▶ [Exercise details]:
Please retype the data in full, exactly as given.

▶ [Input data]:
........

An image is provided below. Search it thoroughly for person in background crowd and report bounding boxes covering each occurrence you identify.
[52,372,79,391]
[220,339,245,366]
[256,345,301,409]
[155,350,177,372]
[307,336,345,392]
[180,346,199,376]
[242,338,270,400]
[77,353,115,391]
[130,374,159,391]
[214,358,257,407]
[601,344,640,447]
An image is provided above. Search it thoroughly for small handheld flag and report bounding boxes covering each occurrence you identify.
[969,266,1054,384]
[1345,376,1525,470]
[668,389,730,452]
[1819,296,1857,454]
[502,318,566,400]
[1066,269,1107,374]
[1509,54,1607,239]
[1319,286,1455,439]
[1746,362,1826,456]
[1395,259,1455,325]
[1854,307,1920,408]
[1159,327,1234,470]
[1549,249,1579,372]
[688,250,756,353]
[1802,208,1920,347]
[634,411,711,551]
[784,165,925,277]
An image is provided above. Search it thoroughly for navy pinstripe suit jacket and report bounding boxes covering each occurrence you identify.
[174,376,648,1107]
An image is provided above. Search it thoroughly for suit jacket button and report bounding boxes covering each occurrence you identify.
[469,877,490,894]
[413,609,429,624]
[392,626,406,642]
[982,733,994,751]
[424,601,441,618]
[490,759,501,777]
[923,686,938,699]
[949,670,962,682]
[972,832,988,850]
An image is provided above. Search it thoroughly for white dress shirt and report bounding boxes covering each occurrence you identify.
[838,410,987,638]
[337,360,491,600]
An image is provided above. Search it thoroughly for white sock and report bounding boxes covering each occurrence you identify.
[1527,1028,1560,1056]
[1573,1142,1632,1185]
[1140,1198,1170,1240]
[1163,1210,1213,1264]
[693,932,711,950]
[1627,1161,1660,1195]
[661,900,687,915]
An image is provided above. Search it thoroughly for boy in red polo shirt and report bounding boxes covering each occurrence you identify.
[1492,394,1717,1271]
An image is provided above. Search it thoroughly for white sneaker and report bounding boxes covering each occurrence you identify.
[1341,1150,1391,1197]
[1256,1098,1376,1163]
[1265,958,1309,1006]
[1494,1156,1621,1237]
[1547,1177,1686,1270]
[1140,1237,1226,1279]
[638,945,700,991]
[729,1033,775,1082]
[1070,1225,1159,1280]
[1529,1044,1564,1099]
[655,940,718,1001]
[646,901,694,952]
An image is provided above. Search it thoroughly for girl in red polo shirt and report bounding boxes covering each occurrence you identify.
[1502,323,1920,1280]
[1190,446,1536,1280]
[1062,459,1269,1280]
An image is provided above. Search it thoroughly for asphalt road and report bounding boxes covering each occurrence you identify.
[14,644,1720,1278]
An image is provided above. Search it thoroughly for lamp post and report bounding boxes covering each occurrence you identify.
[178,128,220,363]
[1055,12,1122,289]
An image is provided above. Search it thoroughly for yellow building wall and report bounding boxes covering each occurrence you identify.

........

▶ [Exercise answer]:
An image is provided below. Search it thoroughly for person in background crowd and report bounding boxes covering each occurrence you identify.
[52,372,79,391]
[220,339,245,366]
[256,345,301,409]
[155,350,177,372]
[307,336,345,392]
[180,346,199,376]
[242,338,270,400]
[77,353,115,391]
[130,374,159,391]
[214,358,257,407]
[601,344,640,447]
An image is provided above. Search it thoroughly for small handheld flag and report bounding boxes covering each occurrence you identify.
[969,266,1054,384]
[1345,376,1525,470]
[668,389,730,452]
[1819,296,1857,454]
[502,318,566,400]
[1066,269,1107,374]
[1509,54,1607,239]
[1319,286,1455,439]
[1746,362,1826,456]
[1395,259,1455,325]
[1854,307,1920,408]
[1159,327,1234,470]
[1549,249,1579,372]
[688,250,756,353]
[1802,208,1920,347]
[634,411,711,551]
[784,165,925,277]
An image is provided above. Search it thoroughly for navy pinstripe suit jacket and report bounding boxes covering each occurrence you identify.
[174,376,648,1107]
An image is provided above. Search it thoroughly for suit jacket button and report bounding boxes covering each occurrence you identify.
[469,877,490,894]
[413,609,429,624]
[392,626,406,642]
[982,733,994,751]
[424,601,441,618]
[490,759,501,777]
[923,686,938,699]
[949,670,962,682]
[972,832,988,850]
An image is provided above. Search it thoroughly for white dress shirt and report bounding boxes covering each occurrence you identify.
[838,410,987,638]
[337,360,491,600]
An image is provided above. Search it thoroughly for white sock and report bounding boxes covering each occurrence you identify.
[1527,1028,1560,1056]
[1573,1142,1632,1185]
[1140,1198,1170,1240]
[1163,1210,1213,1264]
[693,932,711,950]
[1627,1161,1660,1195]
[661,900,687,915]
An image is provided above. Search it thoroughly for boy in red polo shirt and report bounding boxes covering each occurrence you identify.
[1492,394,1717,1271]
An image is provided above. Search it thoroughly for white sneaker and report bounding boxes covering each occurrence you identify.
[1341,1150,1391,1197]
[1256,1098,1376,1163]
[1265,958,1309,1006]
[1494,1156,1621,1237]
[1547,1177,1686,1270]
[1140,1237,1226,1279]
[638,945,700,991]
[729,1033,775,1082]
[1070,1225,1159,1280]
[1529,1044,1564,1099]
[655,940,718,1001]
[646,901,694,952]
An image is provided above. Search it thoroughly for girl in red polo shirt and report bounding boxes covering each occurrence you identify.
[1502,323,1920,1280]
[1190,446,1536,1280]
[1062,459,1269,1280]
An image is provided above. Search it thoroughly for asphalt road and report bounding boxes covering each occurrence you identify.
[14,644,1720,1278]
An image is provided above. Search it thoroughly for lamp post and report bounding boxes covering each occurrence you identify.
[178,128,220,363]
[1055,12,1122,289]
An image is provided above. Search it thoroughly for yellow building wall and report bounding boxes covering each occurrence you identify.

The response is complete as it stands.